[The request] Please render the whole listing below as a numbered list, dropping any blank lines and leaving the pictures out.

--- Begin ---

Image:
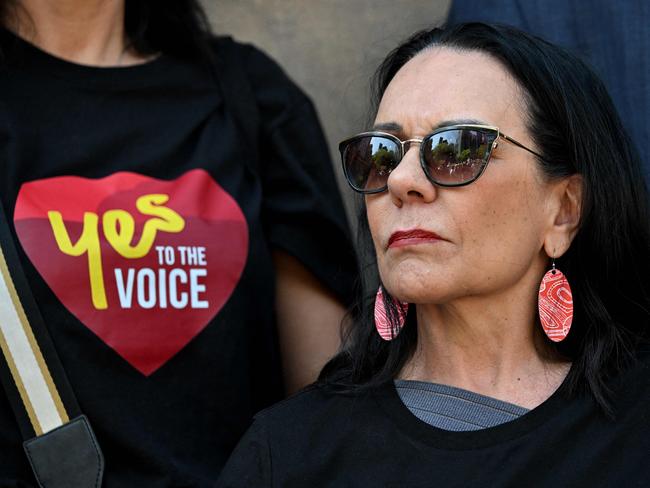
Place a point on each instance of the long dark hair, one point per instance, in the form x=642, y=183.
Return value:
x=175, y=27
x=573, y=122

--- End ---

[Expected answer]
1. Image:
2. Place a point on each instance of the long dark hair, one point per instance, in the form x=642, y=183.
3. Return value:
4. x=175, y=27
5. x=573, y=122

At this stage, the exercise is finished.